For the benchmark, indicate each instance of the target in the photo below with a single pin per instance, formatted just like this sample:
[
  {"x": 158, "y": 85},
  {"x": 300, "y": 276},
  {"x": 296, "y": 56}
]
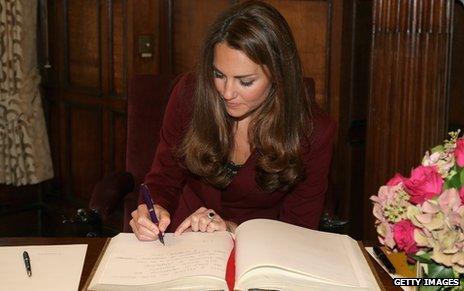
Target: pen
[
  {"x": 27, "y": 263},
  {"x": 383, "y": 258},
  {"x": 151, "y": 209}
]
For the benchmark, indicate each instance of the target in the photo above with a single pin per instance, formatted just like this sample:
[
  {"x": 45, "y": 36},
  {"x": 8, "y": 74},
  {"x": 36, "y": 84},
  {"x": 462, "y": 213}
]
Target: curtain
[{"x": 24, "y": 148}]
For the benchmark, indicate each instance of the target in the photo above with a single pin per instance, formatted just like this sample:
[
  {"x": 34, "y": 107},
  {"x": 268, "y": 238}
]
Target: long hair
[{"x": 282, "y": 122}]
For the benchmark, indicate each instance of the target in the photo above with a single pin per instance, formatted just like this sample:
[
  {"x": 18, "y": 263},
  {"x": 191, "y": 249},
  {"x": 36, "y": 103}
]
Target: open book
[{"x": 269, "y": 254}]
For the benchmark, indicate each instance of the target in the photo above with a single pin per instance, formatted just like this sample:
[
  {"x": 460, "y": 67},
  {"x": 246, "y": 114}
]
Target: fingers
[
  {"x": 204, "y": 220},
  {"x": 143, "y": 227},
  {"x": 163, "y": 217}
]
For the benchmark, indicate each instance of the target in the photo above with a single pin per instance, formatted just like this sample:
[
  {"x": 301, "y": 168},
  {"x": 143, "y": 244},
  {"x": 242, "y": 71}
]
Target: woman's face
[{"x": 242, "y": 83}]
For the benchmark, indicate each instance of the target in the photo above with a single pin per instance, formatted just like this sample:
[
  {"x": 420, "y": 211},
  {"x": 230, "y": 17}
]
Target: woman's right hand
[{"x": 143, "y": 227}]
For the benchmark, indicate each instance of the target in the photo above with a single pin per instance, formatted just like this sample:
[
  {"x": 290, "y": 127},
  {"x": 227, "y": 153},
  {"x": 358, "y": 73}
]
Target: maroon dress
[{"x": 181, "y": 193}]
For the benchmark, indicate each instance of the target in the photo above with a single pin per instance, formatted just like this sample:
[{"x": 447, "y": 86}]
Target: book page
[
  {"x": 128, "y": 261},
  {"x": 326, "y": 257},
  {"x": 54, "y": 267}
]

* * *

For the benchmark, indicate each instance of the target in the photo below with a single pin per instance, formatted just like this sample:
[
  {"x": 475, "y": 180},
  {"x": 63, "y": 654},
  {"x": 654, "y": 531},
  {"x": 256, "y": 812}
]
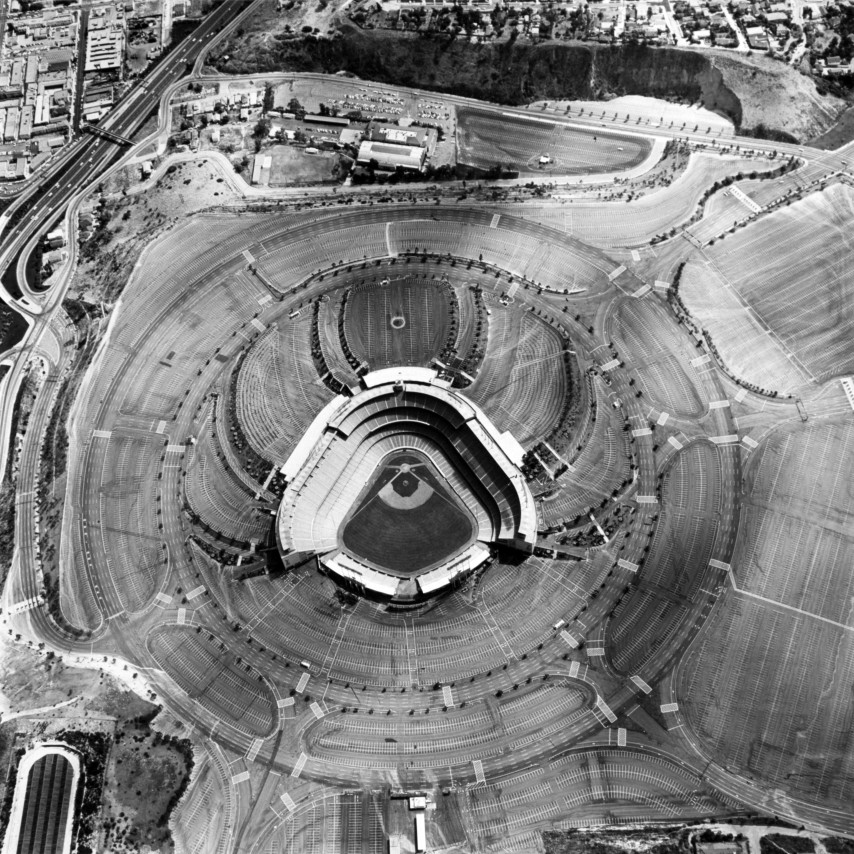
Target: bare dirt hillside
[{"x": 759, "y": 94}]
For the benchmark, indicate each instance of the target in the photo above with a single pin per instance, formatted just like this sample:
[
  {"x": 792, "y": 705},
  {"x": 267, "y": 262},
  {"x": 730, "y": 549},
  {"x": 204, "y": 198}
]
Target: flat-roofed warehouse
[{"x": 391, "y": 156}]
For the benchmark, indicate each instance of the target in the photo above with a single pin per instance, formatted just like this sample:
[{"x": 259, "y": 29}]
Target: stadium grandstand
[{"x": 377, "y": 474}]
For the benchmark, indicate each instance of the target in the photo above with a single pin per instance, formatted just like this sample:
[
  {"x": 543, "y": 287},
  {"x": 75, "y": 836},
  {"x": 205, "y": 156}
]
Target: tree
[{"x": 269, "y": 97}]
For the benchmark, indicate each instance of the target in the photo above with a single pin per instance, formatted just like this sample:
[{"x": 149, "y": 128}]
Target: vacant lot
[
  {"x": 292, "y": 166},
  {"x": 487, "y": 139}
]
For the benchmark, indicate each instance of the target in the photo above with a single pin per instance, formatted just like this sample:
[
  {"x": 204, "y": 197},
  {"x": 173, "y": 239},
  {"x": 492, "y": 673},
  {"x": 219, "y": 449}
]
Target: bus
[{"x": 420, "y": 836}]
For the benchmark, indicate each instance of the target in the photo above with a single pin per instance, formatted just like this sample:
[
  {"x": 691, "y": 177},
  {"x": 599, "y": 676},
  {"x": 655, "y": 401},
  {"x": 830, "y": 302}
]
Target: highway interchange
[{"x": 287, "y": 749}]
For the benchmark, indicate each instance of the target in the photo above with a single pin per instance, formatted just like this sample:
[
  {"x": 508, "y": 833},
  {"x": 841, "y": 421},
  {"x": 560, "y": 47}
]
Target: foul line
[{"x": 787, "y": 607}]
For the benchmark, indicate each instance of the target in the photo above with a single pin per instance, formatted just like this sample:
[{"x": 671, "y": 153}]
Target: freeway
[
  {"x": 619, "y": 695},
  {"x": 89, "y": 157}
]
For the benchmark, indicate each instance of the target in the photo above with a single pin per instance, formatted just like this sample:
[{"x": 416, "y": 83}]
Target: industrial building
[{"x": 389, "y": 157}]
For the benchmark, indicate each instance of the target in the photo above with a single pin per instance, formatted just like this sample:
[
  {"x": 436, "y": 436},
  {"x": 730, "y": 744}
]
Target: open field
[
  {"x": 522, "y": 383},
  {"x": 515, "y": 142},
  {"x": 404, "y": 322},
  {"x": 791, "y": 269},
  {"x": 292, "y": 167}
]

# [Aim]
How many lines in the material above contain the string "woman"? Case counts. Give only the number.

# [Exercise result]
2